> **Stated task**
Write out the whole of the material exactly.

> **Exercise inputs**
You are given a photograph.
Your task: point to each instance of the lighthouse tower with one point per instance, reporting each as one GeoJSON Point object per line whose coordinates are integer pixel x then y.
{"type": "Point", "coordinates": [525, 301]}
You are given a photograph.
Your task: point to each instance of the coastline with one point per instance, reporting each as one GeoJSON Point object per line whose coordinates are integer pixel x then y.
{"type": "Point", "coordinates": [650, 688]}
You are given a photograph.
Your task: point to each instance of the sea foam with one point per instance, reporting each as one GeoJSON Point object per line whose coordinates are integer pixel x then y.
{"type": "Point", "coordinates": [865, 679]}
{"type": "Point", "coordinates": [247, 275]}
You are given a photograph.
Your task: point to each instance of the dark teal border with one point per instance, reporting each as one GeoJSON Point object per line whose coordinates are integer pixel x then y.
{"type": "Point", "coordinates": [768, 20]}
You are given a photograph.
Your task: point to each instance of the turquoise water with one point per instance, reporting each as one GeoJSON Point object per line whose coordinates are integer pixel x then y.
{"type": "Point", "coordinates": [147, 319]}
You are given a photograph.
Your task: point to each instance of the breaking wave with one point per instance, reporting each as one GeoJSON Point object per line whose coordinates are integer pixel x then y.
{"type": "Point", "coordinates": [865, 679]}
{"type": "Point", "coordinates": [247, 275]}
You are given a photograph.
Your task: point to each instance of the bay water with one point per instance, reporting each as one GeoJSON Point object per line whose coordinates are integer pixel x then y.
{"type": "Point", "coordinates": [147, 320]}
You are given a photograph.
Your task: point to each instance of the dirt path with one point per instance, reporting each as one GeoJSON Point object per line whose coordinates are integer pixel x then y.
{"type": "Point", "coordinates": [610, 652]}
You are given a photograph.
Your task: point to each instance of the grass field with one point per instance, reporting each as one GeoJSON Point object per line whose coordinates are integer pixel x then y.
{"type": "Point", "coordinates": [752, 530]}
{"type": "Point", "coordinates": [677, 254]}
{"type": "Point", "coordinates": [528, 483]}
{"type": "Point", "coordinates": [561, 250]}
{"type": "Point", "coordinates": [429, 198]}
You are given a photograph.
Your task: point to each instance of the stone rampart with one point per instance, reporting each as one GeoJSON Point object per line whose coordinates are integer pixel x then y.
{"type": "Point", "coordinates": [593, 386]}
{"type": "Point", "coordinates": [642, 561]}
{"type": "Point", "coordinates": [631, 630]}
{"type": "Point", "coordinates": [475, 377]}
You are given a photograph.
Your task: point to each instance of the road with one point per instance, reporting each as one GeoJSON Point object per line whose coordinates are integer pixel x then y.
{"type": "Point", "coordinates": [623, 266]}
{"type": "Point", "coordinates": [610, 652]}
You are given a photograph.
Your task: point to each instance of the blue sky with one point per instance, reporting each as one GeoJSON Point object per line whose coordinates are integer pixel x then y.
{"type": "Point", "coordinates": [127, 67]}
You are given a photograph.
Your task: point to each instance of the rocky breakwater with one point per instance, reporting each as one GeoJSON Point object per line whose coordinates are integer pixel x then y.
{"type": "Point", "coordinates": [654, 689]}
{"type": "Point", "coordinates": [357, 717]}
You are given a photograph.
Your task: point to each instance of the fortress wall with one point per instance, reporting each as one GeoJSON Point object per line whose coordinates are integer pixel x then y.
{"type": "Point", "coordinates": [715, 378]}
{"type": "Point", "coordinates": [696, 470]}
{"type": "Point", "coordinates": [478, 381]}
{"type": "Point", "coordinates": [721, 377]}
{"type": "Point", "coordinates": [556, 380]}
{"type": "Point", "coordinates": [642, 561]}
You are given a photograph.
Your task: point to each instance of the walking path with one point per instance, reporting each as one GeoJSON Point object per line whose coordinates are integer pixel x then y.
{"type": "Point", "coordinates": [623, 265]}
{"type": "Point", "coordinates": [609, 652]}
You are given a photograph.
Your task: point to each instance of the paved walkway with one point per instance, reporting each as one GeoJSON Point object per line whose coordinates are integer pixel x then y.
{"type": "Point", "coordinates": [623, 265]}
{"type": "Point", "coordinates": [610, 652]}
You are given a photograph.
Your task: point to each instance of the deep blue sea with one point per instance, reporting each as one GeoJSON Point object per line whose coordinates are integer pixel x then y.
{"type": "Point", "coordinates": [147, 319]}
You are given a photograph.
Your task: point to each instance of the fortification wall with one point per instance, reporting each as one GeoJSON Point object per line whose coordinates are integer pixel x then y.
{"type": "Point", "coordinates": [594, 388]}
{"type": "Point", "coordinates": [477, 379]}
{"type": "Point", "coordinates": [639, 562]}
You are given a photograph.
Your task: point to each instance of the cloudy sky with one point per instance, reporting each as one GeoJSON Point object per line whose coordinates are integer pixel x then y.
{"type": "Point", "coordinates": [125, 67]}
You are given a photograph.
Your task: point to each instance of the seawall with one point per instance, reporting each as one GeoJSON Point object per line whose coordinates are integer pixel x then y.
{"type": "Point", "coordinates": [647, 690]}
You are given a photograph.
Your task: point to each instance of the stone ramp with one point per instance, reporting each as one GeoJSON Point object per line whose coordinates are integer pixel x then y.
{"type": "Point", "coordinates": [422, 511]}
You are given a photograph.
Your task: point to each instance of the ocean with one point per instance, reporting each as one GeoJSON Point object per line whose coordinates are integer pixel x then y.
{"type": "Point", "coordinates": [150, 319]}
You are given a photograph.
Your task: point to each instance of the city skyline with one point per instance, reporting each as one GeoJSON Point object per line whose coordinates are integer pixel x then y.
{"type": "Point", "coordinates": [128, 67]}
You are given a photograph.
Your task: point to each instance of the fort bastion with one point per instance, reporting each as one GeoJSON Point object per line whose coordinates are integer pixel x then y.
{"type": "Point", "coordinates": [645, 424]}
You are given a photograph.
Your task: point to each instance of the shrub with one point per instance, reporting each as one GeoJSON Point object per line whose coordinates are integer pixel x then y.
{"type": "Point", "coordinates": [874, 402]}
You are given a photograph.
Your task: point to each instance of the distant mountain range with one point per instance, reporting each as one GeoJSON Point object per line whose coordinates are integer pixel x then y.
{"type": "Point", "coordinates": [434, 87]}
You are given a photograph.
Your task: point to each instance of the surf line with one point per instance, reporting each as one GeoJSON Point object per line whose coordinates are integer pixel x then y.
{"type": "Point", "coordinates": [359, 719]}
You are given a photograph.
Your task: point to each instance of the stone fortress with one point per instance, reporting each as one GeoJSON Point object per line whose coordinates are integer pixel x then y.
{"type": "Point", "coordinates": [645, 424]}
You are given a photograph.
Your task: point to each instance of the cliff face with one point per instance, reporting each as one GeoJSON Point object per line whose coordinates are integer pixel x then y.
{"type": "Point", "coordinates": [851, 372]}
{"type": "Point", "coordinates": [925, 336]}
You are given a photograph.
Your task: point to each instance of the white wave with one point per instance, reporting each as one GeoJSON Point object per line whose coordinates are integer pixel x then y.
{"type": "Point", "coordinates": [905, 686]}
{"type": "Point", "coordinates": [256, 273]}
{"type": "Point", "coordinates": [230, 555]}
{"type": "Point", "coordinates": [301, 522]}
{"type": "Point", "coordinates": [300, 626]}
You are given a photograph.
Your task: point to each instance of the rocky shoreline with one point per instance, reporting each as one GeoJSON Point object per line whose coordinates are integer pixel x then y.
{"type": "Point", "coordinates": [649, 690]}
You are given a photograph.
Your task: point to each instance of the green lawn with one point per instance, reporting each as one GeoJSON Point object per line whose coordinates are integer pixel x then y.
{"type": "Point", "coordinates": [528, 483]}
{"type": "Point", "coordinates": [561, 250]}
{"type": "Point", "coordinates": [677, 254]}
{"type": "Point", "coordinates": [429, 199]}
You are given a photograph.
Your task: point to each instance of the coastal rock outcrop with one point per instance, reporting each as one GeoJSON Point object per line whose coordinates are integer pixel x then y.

> **Full answer**
You are given a photograph.
Your task: point to each instance of the lighthouse tower with one point per instance, reporting each as one GeoJSON Point object per line whose coordinates are integer pixel x then y.
{"type": "Point", "coordinates": [525, 301]}
You are given a photograph.
Your task: point to each instance of the coastline with one point per instance, reporting each as one GeoJSON Point object per line whose coordinates are integer pixel x then y.
{"type": "Point", "coordinates": [650, 688]}
You are given a photograph.
Your task: point to each instance of the sea foam with one point per instance, reporting each as one GeoJSON Point object per line whose coordinates are integer pixel x then y.
{"type": "Point", "coordinates": [865, 679]}
{"type": "Point", "coordinates": [247, 275]}
You are given a photograph.
Your task: point to each instance of the dark teal border with one point per instance, reporting each as one GeoJSON Point object per line whose coordinates are integer pixel x then y.
{"type": "Point", "coordinates": [768, 20]}
You are given a photograph.
Your task: point to each instance of the turquoise water with one point per instance, reporting each as one GeoJSON Point object per line whose coordinates are integer pixel x then y.
{"type": "Point", "coordinates": [147, 319]}
You are given a photograph.
Your task: point to each instance of the breaking wave with one point per instance, reporting each as one GeoJSON Point object per line whose coordinates are integer pixel x then y.
{"type": "Point", "coordinates": [865, 679]}
{"type": "Point", "coordinates": [247, 275]}
You are given a photograph.
Your task: point to each instance of the bay water with one point per instance, reporting each as one GeoJSON Point object per line whose coordinates are integer pixel x then y.
{"type": "Point", "coordinates": [147, 320]}
You are given a photograph.
Your task: point to each instance of the dirt path with one point per instance, reporting each as one GeoJSON Point object per line whose coordinates are integer pixel x then y.
{"type": "Point", "coordinates": [610, 652]}
You are given a photograph.
Your task: point to each instance of the grass field with one point per instance, reporting each as one GeoJSON Point object per line whose coordinates are integer pixel x then y.
{"type": "Point", "coordinates": [752, 530]}
{"type": "Point", "coordinates": [677, 254]}
{"type": "Point", "coordinates": [528, 483]}
{"type": "Point", "coordinates": [561, 250]}
{"type": "Point", "coordinates": [429, 198]}
You are given a photograph.
Your task: point to each instance of the stone rampart with one point per instance, reporting each as one GeoJSON Point object per line whose coordinates are integer pixel x then y.
{"type": "Point", "coordinates": [593, 386]}
{"type": "Point", "coordinates": [642, 561]}
{"type": "Point", "coordinates": [631, 630]}
{"type": "Point", "coordinates": [475, 377]}
You are given a photograph.
Your task: point to each instance of the road with one point per instance, reporting each as one GeoJSON Point object per line whose coordinates are integer pixel x then y.
{"type": "Point", "coordinates": [623, 266]}
{"type": "Point", "coordinates": [610, 652]}
You are given a photograph.
Your task: point to each instance of the blue sky with one point per instance, reporting each as one GeoJSON Point object per line whose coordinates are integer pixel x then y.
{"type": "Point", "coordinates": [127, 67]}
You are given a photograph.
Your task: point to each instance of the rocky breakwater with one point per instance, reporting each as one GeoJSON Point object per line whose coordinates are integer pixel x then y.
{"type": "Point", "coordinates": [654, 689]}
{"type": "Point", "coordinates": [357, 717]}
You are given a photograph.
Your task: point to each instance of the fortress wall with one point per instance, reporting each as one GeoJSON Point object per line whose coordinates are integer pixel x then y.
{"type": "Point", "coordinates": [715, 378]}
{"type": "Point", "coordinates": [696, 470]}
{"type": "Point", "coordinates": [478, 381]}
{"type": "Point", "coordinates": [721, 377]}
{"type": "Point", "coordinates": [556, 380]}
{"type": "Point", "coordinates": [642, 561]}
You are given a photograph.
Your task: point to each instance of the walking path with one point per instance, reporting each as one GeoJSON Point object per line whose coordinates are integer pixel x then y.
{"type": "Point", "coordinates": [623, 265]}
{"type": "Point", "coordinates": [609, 652]}
You are given a photograph.
Your task: point to each instance of the paved walkway with one point per instance, reporting each as one GeoJSON Point object per line whose coordinates are integer pixel x then y.
{"type": "Point", "coordinates": [623, 265]}
{"type": "Point", "coordinates": [610, 652]}
You are given a photograph.
Your task: point to each instance of the deep blue sea with one point per instance, reporting each as one GeoJSON Point object per line whose coordinates are integer pixel x then y.
{"type": "Point", "coordinates": [147, 319]}
You are given a photograph.
Your task: point to each instance of the fortification wall with one point per instance, reporting each as one GeoJSON Point object per line whose coordinates are integer pixel x then y.
{"type": "Point", "coordinates": [594, 388]}
{"type": "Point", "coordinates": [477, 379]}
{"type": "Point", "coordinates": [639, 562]}
You are given a photograph.
Your task: point to each instance of the cloudy sky with one point per instance, reporting each as one GeoJSON Point object per line whose coordinates are integer pixel x then y.
{"type": "Point", "coordinates": [125, 67]}
You are given a photograph.
Your task: point to each instance of the seawall with one point per instance, reporting each as one GeoJSON Point object per line whose coordinates are integer pixel x then y.
{"type": "Point", "coordinates": [647, 690]}
You are given a photograph.
Your task: point to each instance of the stone ramp with one point per instance, reporting each as one GeoJSON Point object per line whose coordinates are integer pixel x then y.
{"type": "Point", "coordinates": [422, 511]}
You are given a photograph.
Your task: point to each instance of the ocean with one point per instance, reporting each as one GeoJSON Point object per line whose coordinates are integer pixel x then y.
{"type": "Point", "coordinates": [150, 319]}
You are given a photograph.
Your task: point to each instance of the city skyline with one point per instance, reporting each as one GeoJSON Point object per line whose coordinates are integer pixel x then y.
{"type": "Point", "coordinates": [128, 67]}
You are given a photograph.
Your task: point to each instance of the fort bastion with one point per instance, reporting each as one GeoJSON Point object per line whose coordinates are integer pixel x then y.
{"type": "Point", "coordinates": [645, 424]}
You are given a photograph.
Your task: point to each instance of the shrub with one point per instance, reporting each as one GeoJSON Point object per line whose coordinates are integer pixel x then y.
{"type": "Point", "coordinates": [874, 402]}
You are given a photograph.
Your task: point to each instance of the distant mountain range with one point per instance, reporting each as one GeoJSON Point object per line whose coordinates are integer pixel x then y.
{"type": "Point", "coordinates": [434, 87]}
You are given a photograph.
Your task: point to each instance of the surf line with one point per instance, reporting each as one GeoJSON Point object per line whose coordinates are integer pixel x then y.
{"type": "Point", "coordinates": [359, 719]}
You are given a photograph.
Your task: point to each instance of the stone fortress with one point per instance, reporting each as one GeoJSON Point object per line whose coordinates are integer pixel x then y.
{"type": "Point", "coordinates": [645, 424]}
You are given a photograph.
Your task: point to each instance of the cliff face with one point per instance, reporting each as one GeoJSON Point object per line whose coordinates are integer pixel x then y.
{"type": "Point", "coordinates": [851, 372]}
{"type": "Point", "coordinates": [925, 336]}
You are given a photograph.
Your task: point to each instance of the white wave with one point per instance, reporting each as one GeoJSON Point object per line whose coordinates are integer pixel x then y.
{"type": "Point", "coordinates": [905, 686]}
{"type": "Point", "coordinates": [256, 273]}
{"type": "Point", "coordinates": [230, 555]}
{"type": "Point", "coordinates": [301, 522]}
{"type": "Point", "coordinates": [300, 626]}
You are given a photograph.
Your task: point to each instance of the rocky shoreline with one point per instance, reporting each as one GeoJSON Point object per line whose coordinates are integer pixel x then y.
{"type": "Point", "coordinates": [649, 690]}
You are given a photograph.
Your task: point to each instance of the green lawn with one point per instance, reporting each as one GeoJSON Point object per line whose coordinates are integer pixel x then y.
{"type": "Point", "coordinates": [528, 483]}
{"type": "Point", "coordinates": [561, 250]}
{"type": "Point", "coordinates": [677, 254]}
{"type": "Point", "coordinates": [429, 199]}
You are given a photograph.
Your task: point to each instance of the coastal rock outcrop with one point per instance, reporting each as one GeoJSON Point object per line whose coordinates are integer pixel x then y.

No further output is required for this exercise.